(Given records)

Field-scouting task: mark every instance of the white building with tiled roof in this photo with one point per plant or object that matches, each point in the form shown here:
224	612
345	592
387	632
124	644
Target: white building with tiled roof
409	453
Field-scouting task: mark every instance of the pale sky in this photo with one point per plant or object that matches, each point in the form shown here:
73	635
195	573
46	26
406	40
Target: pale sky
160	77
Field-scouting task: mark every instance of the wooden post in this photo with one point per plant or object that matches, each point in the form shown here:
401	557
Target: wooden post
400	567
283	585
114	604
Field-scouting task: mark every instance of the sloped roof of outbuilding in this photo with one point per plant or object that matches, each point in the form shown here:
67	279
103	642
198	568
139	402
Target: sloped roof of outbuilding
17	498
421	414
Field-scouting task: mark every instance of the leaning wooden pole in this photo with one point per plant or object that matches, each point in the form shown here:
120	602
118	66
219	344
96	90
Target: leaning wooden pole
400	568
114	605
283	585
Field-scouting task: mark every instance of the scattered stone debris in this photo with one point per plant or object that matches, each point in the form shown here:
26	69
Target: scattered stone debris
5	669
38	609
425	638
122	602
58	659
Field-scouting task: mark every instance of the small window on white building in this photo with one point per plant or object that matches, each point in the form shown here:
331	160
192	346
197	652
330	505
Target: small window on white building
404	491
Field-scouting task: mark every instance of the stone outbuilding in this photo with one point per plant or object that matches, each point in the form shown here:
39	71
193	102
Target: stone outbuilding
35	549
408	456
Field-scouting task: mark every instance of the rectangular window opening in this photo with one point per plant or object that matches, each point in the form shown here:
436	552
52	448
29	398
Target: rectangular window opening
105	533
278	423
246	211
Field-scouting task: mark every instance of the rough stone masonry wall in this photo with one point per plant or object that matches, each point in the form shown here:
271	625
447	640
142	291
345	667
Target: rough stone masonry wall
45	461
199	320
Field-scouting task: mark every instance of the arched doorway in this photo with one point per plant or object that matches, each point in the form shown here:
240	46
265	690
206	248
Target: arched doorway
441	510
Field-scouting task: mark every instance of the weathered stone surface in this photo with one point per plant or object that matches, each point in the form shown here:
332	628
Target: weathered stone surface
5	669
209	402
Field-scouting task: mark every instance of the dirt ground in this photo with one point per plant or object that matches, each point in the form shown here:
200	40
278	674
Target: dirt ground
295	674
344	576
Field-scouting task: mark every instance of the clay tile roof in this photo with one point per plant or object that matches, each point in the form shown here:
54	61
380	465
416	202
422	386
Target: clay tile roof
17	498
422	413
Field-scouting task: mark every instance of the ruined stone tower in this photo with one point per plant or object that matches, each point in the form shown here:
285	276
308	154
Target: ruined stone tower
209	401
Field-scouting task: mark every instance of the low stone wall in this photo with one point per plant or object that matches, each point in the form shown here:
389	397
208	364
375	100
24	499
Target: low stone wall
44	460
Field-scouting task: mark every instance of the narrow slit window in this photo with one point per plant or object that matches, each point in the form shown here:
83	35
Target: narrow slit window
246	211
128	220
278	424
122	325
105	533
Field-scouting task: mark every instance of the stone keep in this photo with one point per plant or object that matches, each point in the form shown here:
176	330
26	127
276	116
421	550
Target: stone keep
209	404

(End Given records)

- Problem to solve
Give an exact copy of all the data shown above.

- Exercise output
Field-scouting task: mark every instance of the white building with tiled roof in this photo with one point per plant or object that matches, each point in the form shown here:
224	612
345	592
387	632
124	644
Target: white building with tiled roof
409	453
Field-scouting task: mark every instance of the pale sky in this photo with one point per plant or object that matches, each point in the form shown here:
73	635
195	573
46	26
406	40
Target: pale sky
160	77
Field-scouting task: mark every instance of the wooden post in this photo with one point per plant or object that matches, each point in the form shown here:
401	557
Target: wooden post
400	567
283	585
114	604
Field-scouting task: mark every instance of the sloped roof of outbuilding in this photo with one point per plant or object that matches, each point in the form shown here:
67	279
103	642
198	568
139	402
Target: sloped roof of outbuilding
17	498
421	414
Field-scouting task: mark every instance of the leaning wooden pole in this photo with one point per plant or object that matches, each point in the form shown here:
120	602
118	66
219	344
96	90
Target: leaning wooden pole
400	568
114	605
283	585
Field-scouting task: mark every instance of the scattered stone debris in this photo with one point per plant or object that matches, each point in the form shown here:
26	69
Target: scattered stone debris
5	669
38	609
425	638
122	602
58	659
Field-scouting task: mark every instance of the small window on white building in this photo with one point per plant or object that matches, each point in the form shown here:
331	160
192	346
197	652
330	505
Target: small window on white building
404	491
Field-scouting task: mark every instance of the stone outbuilding in this photo with one point per plant or object that matches, each point in the form shown here:
39	71
193	102
Target: stone outbuilding
35	549
408	456
Field-scouting task: mark every instance of the rectangular window opening in this photo with one point per plant or object that matches, each point in the form shown here:
436	552
52	448
29	398
Target: rectangular window opening
105	533
278	423
246	211
Field-scouting task: mark every instance of the rough stone masonry wall in this photo with one point per plant or object that matches, each point in the form shown here:
271	625
447	640
142	291
345	667
Target: rough stone masonry wall
45	461
199	320
Field-scouting task: mark every instance of the arched doorway in this photo with one point per plant or object that matches, each point in the form shown here:
240	46
265	690
206	248
Target: arched doorway
441	510
Field-scouting task: mark every instance of the weathered stone surface in this photo with one point per plant or object that matches, each point in the form shown here:
332	628
Target: weathered stone surface
5	669
209	402
Field-scouting task: mark every instance of the dirt ground in this photo with one point per plant or object that matches, each point in the form shown here:
200	40
278	674
Target: dirt ground
295	674
344	576
Field-scouting task: mark every instance of the clay tile roof in this photo with one point per plant or object that matches, each point in the form shown here:
54	61
380	465
416	202
422	386
Target: clay tile roof
17	498
422	413
Field-scouting task: mark every instance of the ruined stone tower in this photo with one point per plant or object that matches, each point in the form shown here:
285	276
308	154
Target: ruined stone tower
209	401
Field-scouting task: mark every instance of the low stone wall in this photo with one point per plant or object that matches, each point in the form shown here:
389	397
208	364
375	100
24	499
Target: low stone wall
44	460
Field-scouting task: mark every instance of the narrow slit window in this photo with one point per plant or object that matches, each point in the form shown here:
83	35
Target: narrow slit window
246	211
128	220
278	424
122	325
105	533
Field-scouting task: mark every instance of the stone keep in this photo with one point per plant or object that matches, each point in the form shown here:
176	330
26	127
276	116
421	550
Target: stone keep
209	404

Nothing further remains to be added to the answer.